# EXERCISE AIM
Please copy out again, without any change, the lines of the records from the line with "Put a marker on each instance of the woman" up to and including the line with "[(201, 96)]".

# WORKING DATA
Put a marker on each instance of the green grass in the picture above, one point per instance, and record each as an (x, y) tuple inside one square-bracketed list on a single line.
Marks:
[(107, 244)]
* * *
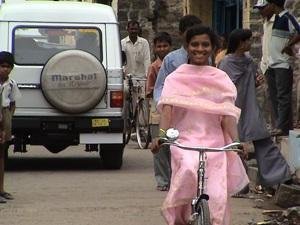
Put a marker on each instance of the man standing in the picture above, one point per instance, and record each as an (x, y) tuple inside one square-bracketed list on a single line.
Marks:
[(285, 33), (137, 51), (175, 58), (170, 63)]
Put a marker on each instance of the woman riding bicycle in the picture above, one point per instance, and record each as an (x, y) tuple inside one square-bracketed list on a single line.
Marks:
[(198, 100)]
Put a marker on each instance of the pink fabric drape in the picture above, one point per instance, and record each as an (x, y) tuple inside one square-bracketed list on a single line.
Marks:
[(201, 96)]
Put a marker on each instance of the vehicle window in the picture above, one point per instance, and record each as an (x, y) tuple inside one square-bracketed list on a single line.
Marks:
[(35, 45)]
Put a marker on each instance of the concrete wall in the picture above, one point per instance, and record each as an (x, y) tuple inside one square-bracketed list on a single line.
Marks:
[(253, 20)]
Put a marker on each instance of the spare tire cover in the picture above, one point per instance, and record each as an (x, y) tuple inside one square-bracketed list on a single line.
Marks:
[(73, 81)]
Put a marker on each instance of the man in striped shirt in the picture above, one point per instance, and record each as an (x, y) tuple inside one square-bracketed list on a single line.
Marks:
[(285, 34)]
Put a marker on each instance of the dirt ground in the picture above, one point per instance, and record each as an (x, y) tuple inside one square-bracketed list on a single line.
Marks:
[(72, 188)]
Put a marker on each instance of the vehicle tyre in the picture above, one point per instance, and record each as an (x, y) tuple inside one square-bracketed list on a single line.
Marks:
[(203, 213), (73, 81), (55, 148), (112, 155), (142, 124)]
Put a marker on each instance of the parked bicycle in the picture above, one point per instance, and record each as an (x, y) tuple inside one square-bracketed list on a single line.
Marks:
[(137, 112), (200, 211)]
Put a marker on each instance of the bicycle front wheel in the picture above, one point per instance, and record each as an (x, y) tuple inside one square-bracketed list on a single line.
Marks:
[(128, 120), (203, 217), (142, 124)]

# FULL SOLUTION
Put a marker on each instance of the woman riding bicycle in the picture above, one point per instance, and record each as an (x, y) tuple inside one square-bracketed list on a single line.
Marks:
[(198, 100)]
Put a marker on each instance of the pink fabric drape in the picture above, one point per instance, and record each as an (x, y) tuple inside one square-bracketed list on a single line.
Marks:
[(201, 96)]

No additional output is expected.